Stored data entries
= = = =

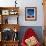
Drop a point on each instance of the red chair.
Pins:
(29, 33)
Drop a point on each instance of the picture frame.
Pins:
(5, 12)
(30, 13)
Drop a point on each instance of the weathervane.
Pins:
(15, 3)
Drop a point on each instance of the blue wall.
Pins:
(37, 29)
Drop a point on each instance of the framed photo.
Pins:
(5, 12)
(30, 13)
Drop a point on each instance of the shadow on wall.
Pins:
(37, 29)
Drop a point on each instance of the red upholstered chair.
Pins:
(29, 33)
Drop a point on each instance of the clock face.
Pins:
(5, 12)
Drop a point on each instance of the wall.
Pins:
(26, 3)
(37, 29)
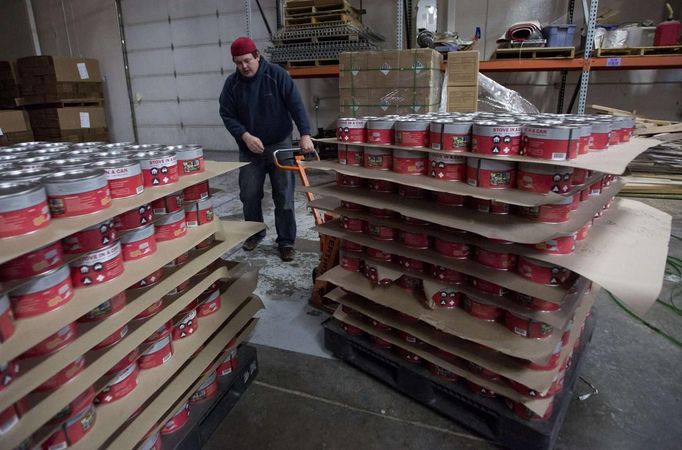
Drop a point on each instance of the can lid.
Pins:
(74, 175)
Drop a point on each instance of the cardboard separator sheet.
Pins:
(467, 351)
(512, 196)
(503, 365)
(507, 227)
(558, 318)
(507, 279)
(613, 160)
(63, 227)
(455, 321)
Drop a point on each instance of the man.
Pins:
(257, 105)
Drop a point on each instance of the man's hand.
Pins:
(306, 144)
(253, 143)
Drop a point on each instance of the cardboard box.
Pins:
(74, 124)
(463, 98)
(463, 68)
(15, 127)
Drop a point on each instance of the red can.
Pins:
(447, 167)
(168, 204)
(122, 384)
(526, 327)
(491, 174)
(495, 260)
(351, 130)
(488, 286)
(350, 261)
(549, 141)
(97, 267)
(34, 263)
(560, 245)
(534, 303)
(206, 390)
(380, 131)
(544, 179)
(123, 175)
(481, 310)
(409, 162)
(448, 276)
(23, 208)
(6, 320)
(190, 159)
(42, 294)
(90, 239)
(138, 243)
(54, 342)
(349, 181)
(381, 186)
(158, 168)
(413, 239)
(378, 158)
(412, 133)
(134, 218)
(378, 255)
(447, 298)
(492, 138)
(412, 265)
(171, 226)
(185, 325)
(199, 191)
(72, 431)
(178, 420)
(550, 213)
(452, 249)
(63, 376)
(450, 135)
(542, 272)
(157, 354)
(77, 192)
(199, 213)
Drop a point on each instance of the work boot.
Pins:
(252, 242)
(287, 253)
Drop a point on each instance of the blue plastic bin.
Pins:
(559, 35)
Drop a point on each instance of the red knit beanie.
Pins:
(242, 46)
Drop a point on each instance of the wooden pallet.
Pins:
(639, 51)
(535, 53)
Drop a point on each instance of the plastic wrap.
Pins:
(493, 97)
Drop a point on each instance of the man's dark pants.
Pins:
(251, 180)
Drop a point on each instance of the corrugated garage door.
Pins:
(179, 57)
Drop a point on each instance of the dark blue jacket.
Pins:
(262, 105)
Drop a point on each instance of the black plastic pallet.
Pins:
(206, 417)
(488, 417)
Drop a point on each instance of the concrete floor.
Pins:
(306, 399)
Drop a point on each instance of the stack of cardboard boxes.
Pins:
(463, 81)
(389, 82)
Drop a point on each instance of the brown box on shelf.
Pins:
(462, 98)
(75, 124)
(14, 127)
(463, 68)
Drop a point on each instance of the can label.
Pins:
(70, 205)
(157, 354)
(25, 220)
(42, 301)
(191, 166)
(134, 218)
(199, 191)
(34, 263)
(171, 231)
(90, 239)
(97, 267)
(159, 171)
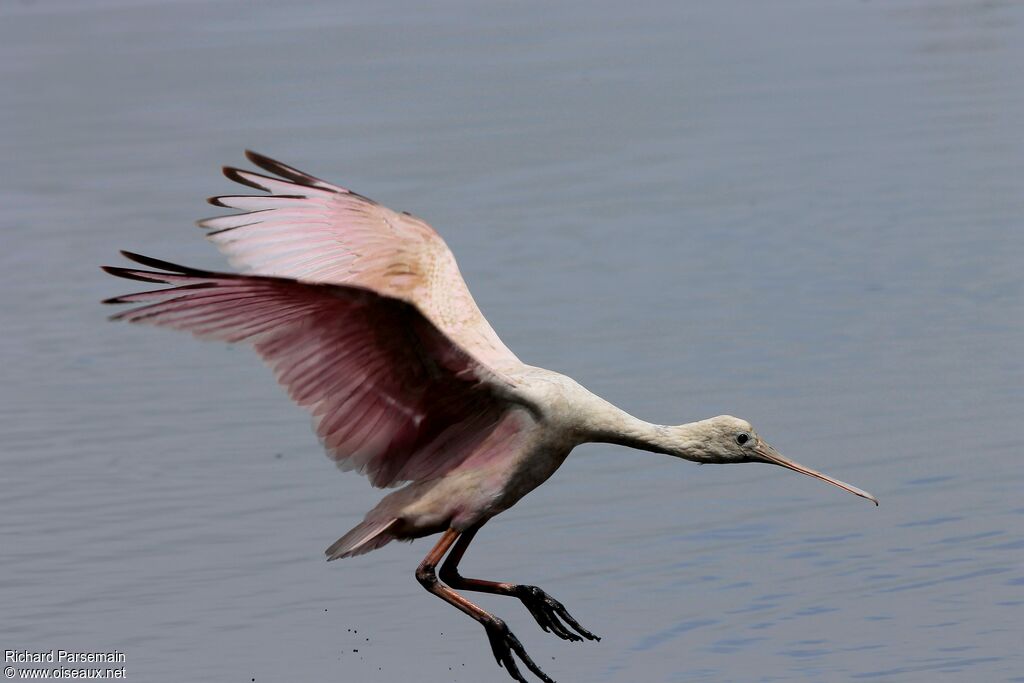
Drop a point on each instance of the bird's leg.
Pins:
(550, 613)
(503, 641)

= = = =

An exact copy of all the lines above is required, with the pictures removed.

Drop a point on each instance of the red chair.
Pins:
(29, 33)
Drop a point on each instance of the picture frame.
Pins:
(5, 12)
(30, 13)
Drop a point on each instance of the weathervane.
Pins:
(15, 3)
Drop a point on each instance of the blue wall.
Pins:
(37, 29)
Drop a point on each instance of the framed photo.
Pins:
(5, 12)
(30, 13)
Drop a point on each instance of the shadow on wall.
Pins:
(37, 29)
Drop a point on each instance of the red upholstered chair.
Pins:
(29, 33)
Drop a point on each instance of the clock face.
Pins:
(5, 12)
Drop a point on each instance of the wall.
Pins:
(26, 3)
(37, 29)
Drop a point on each instance of the can lid.
Pins:
(74, 175)
Drop a point on each instance of the cardboard separator sheet.
Pins:
(467, 351)
(512, 196)
(503, 365)
(507, 227)
(558, 318)
(507, 279)
(613, 160)
(63, 227)
(455, 321)
Drop a point on each instance of the man.
Pins:
(257, 105)
Drop a point on each instance of the man's hand.
Pins:
(306, 144)
(253, 143)
Drop a point on each instance of the cardboard box.
Pins:
(74, 124)
(463, 98)
(463, 68)
(15, 127)
Drop a point on each instance of the red can.
Pins:
(447, 167)
(168, 204)
(122, 384)
(526, 327)
(491, 174)
(495, 260)
(351, 130)
(488, 286)
(350, 261)
(549, 141)
(97, 267)
(34, 263)
(560, 245)
(534, 303)
(206, 390)
(380, 131)
(544, 179)
(123, 175)
(481, 310)
(409, 162)
(448, 276)
(23, 208)
(6, 320)
(190, 159)
(42, 294)
(90, 239)
(138, 243)
(54, 342)
(349, 181)
(381, 186)
(158, 168)
(413, 239)
(378, 158)
(412, 133)
(134, 218)
(378, 255)
(447, 298)
(492, 138)
(412, 265)
(171, 226)
(185, 325)
(199, 191)
(72, 431)
(178, 420)
(550, 213)
(452, 249)
(63, 376)
(450, 135)
(542, 272)
(157, 354)
(77, 192)
(199, 213)
Drop a point on each instance of the work boot.
Pins:
(252, 242)
(287, 253)
Drop a point on each instance of the blue plastic bin.
Pins:
(559, 35)
Drop a point on each instance of the red knit beanie.
Pins:
(242, 46)
Drop a point on each instance of the wooden pallet.
Pins:
(639, 51)
(535, 53)
Drop a point on each instance of the plastic wrap.
Pins:
(493, 97)
Drop a point on each instance of the man's dark pants.
Pins:
(251, 180)
Drop a point on each instance of the corrugated garage door.
Pins:
(179, 57)
Drop a point on each instance of the dark blue jacket.
Pins:
(262, 105)
Drop a point on each instance of the black plastic pallet.
Pins:
(206, 417)
(488, 417)
Drop a point on each instance of the concrete floor.
Pins:
(306, 399)
Drop a point on each instance of the stack of cardboard boxes.
Pins:
(463, 81)
(389, 82)
Drop a point on each instance of the brown box on shelf.
Pins:
(462, 98)
(75, 124)
(14, 127)
(463, 68)
Drop a point on each instance of the can label.
Pins:
(70, 205)
(157, 354)
(25, 220)
(42, 301)
(191, 166)
(134, 218)
(199, 191)
(34, 263)
(171, 231)
(90, 239)
(97, 267)
(159, 171)
Drop a point on each instance of the bird's leg.
Pins:
(550, 613)
(503, 641)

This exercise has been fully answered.